Problem to work on:
Recast only the lines starting at the one that contains "shape [[263, 259]]." and ending at the one that contains "Target: dry soil" as a Markdown table with the columns Num and Line. Skip blank lines and leave the picture out of the table.
====== Supplied information
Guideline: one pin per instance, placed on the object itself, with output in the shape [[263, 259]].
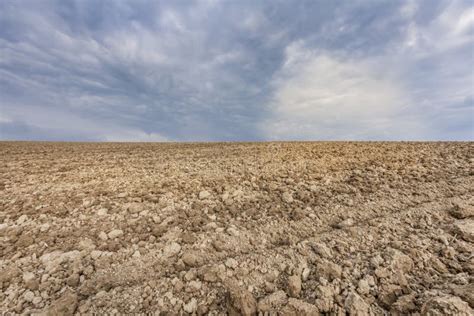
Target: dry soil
============
====== Supplied information
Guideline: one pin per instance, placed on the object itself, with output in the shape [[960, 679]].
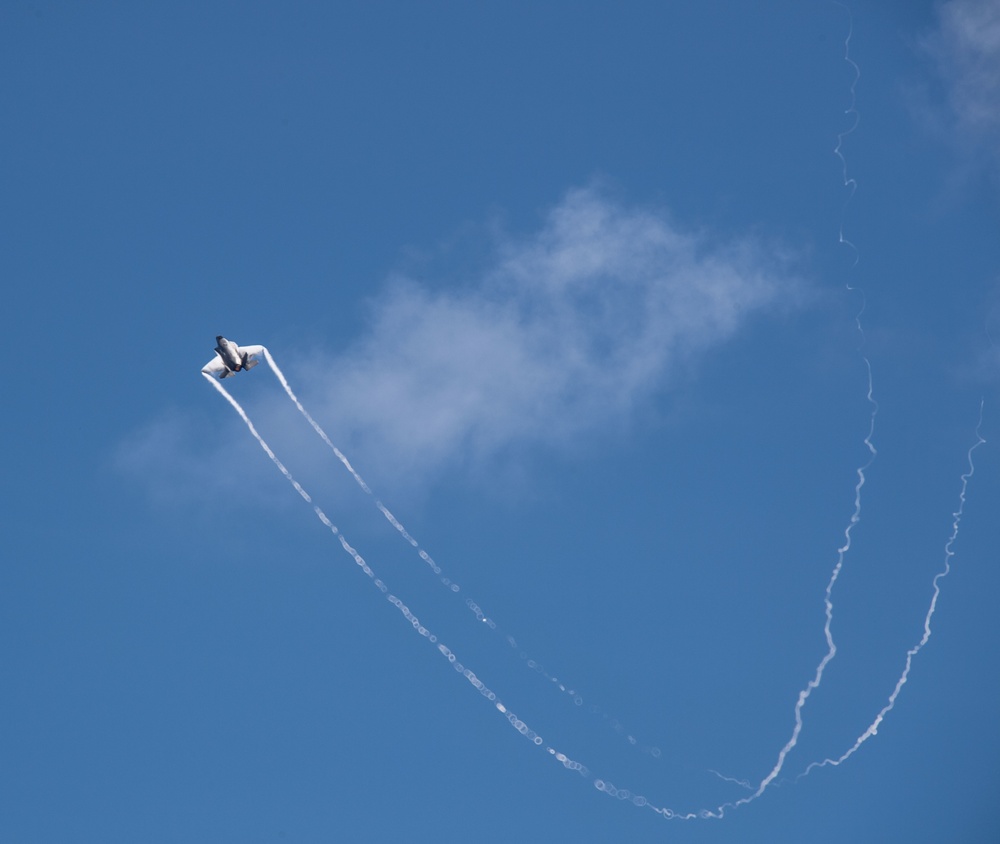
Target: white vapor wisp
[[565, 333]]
============
====== Supplied information
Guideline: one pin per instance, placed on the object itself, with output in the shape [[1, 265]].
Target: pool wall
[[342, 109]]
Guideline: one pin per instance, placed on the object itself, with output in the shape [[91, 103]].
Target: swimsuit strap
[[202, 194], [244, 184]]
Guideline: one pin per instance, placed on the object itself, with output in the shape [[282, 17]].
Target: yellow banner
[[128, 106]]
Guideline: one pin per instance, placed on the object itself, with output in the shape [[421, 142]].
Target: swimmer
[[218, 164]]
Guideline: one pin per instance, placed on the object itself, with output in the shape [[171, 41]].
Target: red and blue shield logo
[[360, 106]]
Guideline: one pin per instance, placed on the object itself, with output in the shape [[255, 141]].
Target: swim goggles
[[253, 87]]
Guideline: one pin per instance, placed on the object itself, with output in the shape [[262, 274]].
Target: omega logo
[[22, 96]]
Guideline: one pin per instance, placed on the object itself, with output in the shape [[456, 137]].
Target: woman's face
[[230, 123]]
============
Result below:
| Num | Line |
|---|---|
| 1 | Guideline: one pin per instance, placed on the object itself, with output in the shape [[263, 259]]. |
| 2 | Target: dry soil |